WORK INSTRUCTIONS »
Count the lines in the rows below that contain the string "texture". Reply with only that number.
::: RECORDS FOR THE TASK
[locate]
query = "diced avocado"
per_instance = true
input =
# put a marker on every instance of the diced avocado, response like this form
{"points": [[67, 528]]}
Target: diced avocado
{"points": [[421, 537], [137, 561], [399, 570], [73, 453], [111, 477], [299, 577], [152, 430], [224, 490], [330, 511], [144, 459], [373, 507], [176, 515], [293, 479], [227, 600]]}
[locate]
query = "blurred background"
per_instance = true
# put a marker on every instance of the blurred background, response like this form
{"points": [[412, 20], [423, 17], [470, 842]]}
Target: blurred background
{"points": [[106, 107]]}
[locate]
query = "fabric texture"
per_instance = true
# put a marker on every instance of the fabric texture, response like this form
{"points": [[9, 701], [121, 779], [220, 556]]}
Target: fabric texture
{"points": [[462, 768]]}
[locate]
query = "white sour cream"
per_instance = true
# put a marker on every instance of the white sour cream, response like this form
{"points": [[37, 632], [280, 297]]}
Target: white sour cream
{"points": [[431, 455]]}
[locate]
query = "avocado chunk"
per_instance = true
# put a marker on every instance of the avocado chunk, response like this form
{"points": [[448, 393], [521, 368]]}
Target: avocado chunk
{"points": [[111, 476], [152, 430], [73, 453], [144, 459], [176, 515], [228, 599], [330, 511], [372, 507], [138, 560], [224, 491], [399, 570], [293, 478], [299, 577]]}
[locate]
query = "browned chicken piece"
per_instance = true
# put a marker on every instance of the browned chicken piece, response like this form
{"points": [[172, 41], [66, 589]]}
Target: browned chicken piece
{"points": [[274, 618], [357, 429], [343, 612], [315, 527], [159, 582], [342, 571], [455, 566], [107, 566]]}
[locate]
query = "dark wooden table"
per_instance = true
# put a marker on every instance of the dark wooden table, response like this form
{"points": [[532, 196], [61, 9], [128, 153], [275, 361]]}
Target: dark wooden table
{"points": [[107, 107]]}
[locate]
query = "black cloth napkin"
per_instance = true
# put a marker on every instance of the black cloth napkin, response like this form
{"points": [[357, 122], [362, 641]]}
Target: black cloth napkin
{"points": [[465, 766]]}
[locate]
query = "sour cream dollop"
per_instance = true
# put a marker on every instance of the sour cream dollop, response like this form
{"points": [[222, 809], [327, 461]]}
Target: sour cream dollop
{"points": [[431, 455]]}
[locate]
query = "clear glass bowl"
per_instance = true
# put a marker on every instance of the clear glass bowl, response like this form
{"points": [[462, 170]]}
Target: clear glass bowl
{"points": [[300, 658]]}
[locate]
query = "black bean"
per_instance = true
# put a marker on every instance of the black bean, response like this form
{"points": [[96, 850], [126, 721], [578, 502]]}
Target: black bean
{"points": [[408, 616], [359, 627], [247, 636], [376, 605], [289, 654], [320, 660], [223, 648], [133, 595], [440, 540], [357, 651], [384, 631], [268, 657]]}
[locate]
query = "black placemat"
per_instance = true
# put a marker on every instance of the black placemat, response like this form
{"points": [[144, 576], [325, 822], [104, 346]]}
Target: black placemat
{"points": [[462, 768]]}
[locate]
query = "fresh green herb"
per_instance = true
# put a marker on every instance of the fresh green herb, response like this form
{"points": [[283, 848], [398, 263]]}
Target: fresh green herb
::::::
ANSWER FOR THE TASK »
3